▶ _ÉNONCÉ A_
Résumez le texte sur les doulas autochtones en deux phrases.
▶ _ÉNONCÉ B_
D'après le texte sur les doulas autochtones, indiquez par oui ou par non si chacune des affirmations suivantes est exacte, en citant les mots décisifs du texte : (i) les femmes sont déplacées loin de chez elles dès 37 semaines ; (ii) le projet pilote a débuté en Gaspésie ; (iii) la formation de sages-femmes se fait chez les Inuits depuis de nombreuses années.
▶ _ÉNONCÉ C_
Reproduisez le passage du texte sur les doulas autochtones qui commence par « Des doulas formées » et se poursuit jusqu'à « de la communauté. ».

▶ _EXTRAIT_

• • • • •

Rencontre avec les doulas autochtones de Uashat qui accompagneront les femmes à l’hôpital.
Depuis quelques mois, un projet est développé par le ministère de la santé au Québec afin de mettre en place des services dans les communautés autochtones. Ces femmes qui vivent souvent loin du centre d’accouchement sont déplacées à plusieurs heures de chez elles dès 37 semaines : loin de la famille, loin des autres enfants, dans une ville où elles se retrouvent isolées, recevant des soins dans une langue qu’elles maitrisent plus ou moins.
Il y a un projet à long terme qui est de former des sages-femmes autochtones dans les communautés, comme cela se fait chez les inuits depuis de nombreuses années. Cela permet d’éviter des transferts de plusieurs semaines ayant un impact non négligeable sur l’expérience des femmes et des familles. Surtout, cela permet à ces communautés de se ré approprier ce moment de la naissance et de l’accueil des bébés.
Or, développer des formations de sages-femmes autochtones va prendre plusieurs années… car il manque des sages-femmes pour assurer cette transmission.
Que peut-on faire en attendant? Que proposer à ces femmes qui se retrouvent très vulnérables, isolées, qui ne sont pas toujours bien accueillies en ville, parce-que le racisme envers les autochtones existe malheureusement et que la déconstruction des préjugés prendra du temps.
Isabelle Brabant, sage-femme en charge de ce projet de développement dans les communautés autochtones a proposé, en attendant que des sages-femmes puissent être formées, que des doulas soient formées pour accompagner les femmes. Un projet pilote a débuté sur la Côte Nord.
Des doulas formées dans les communautés vont accompagner les femmes en prénatal puis en post natal à leur retour de l’hôpital, en collaboration avec le suivi des infirmières et des médecins.
Leur rôle est de leur transmettre certaines informations, de les mettre en confiance et de recréer un réseau de femmes autour d’elles. Elles vont les aider à s’informer, à retrouver leur pouvoir dans ce moment fondateur en réveillant des connaissances.
Et il y a aussi des doulas autochtones vivant en ville, près de l’hôpital, qui ont été formées et qui vont prendre le relai des doulas de la communauté.
Ainsi la femme et sa famille seront accueillies par une doula en ville qui va les accompagner lors de l’accouchement. Elle pourra leur expliquer dans leur langue ce qui se passe; elle aura les connaissances pour les renforcer dans leur ressenti, leur besoin de bouger, de s’étirer… et surtout de se faire confiance et de se sentir en sécurité. Elle va soutenir aussi le partenaire ou la personne présente en expliquant ce qui va aider les processus et aussi ce que suggère l’équipe.

• • • • •

▶ _LIGNES RÉPERTORIÉES_
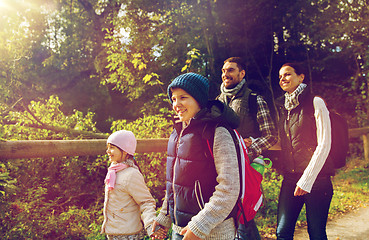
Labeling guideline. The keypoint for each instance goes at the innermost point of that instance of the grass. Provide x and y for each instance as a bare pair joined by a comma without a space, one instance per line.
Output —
351,191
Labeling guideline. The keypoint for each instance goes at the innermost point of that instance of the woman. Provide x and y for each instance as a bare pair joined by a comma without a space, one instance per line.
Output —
305,131
201,189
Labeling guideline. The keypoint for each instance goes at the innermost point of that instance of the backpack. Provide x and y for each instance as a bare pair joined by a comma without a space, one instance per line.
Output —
340,139
251,197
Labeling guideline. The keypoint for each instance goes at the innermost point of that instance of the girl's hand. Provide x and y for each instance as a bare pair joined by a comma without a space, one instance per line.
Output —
299,192
159,232
188,235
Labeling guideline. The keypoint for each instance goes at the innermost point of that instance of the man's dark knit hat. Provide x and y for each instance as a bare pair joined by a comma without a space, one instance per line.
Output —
194,84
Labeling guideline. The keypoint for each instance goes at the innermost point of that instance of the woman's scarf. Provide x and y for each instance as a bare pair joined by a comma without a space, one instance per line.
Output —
112,174
230,92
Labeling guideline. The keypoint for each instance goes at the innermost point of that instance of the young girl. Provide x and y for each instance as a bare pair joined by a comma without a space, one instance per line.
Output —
201,189
305,131
128,201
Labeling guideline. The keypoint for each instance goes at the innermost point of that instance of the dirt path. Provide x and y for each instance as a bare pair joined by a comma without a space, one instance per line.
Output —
350,226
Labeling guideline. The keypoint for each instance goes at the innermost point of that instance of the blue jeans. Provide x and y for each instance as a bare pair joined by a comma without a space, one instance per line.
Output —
248,231
317,204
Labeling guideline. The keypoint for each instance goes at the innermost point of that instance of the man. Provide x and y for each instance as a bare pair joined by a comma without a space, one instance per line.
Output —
256,126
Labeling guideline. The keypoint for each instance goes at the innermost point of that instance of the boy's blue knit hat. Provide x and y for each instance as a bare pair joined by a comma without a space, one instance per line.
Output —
194,84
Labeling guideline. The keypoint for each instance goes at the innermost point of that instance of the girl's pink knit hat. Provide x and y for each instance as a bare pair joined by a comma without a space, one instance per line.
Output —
125,140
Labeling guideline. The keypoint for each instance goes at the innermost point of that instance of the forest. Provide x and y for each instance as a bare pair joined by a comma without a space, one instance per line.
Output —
76,69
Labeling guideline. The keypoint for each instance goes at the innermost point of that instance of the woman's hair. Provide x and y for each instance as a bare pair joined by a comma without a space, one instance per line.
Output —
298,67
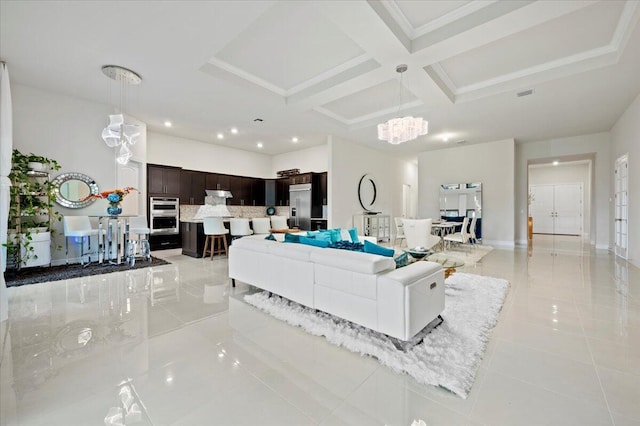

• • • • •

▶ _RÉPONSE RÉDIGÉE A_
Au Québec, les femmes autochtones qui vivent loin du centre d'accouchement sont déplacées dès 37 semaines et se retrouvent isolées, et former des sages-femmes autochtones va prendre plusieurs années. En attendant, un projet pilote sur la Côte Nord forme des doulas dans les communautés et en ville pour accompagner les femmes avant, pendant et après l'accouchement.

▶ _RÉPONSE RÉDIGÉE B_
(i) Oui : « sont déplacées à plusieurs heures de chez elles dès 37 semaines ».
(ii) Non : « Un projet pilote a débuté sur la Côte Nord. »
(iii) Oui : « comme cela se fait chez les inuits depuis de nombreuses années ».

▶ _RÉPONSE RÉDIGÉE C_
Des doulas formées dans les communautés vont accompagner les femmes en prénatal puis en post natal à leur retour de l’hôpital, en collaboration avec le suivi des infirmières et des médecins.
Leur rôle est de leur transmettre certaines informations, de les mettre en confiance et de recréer un réseau de femmes autour d’elles. Elles vont les aider à s’informer, à retrouver leur pouvoir dans ce moment fondateur en réveillant des connaissances.
Et il y a aussi des doulas autochtones vivant en ville, près de l’hôpital, qui ont été formées et qui vont prendre le relai des doulas de la communauté.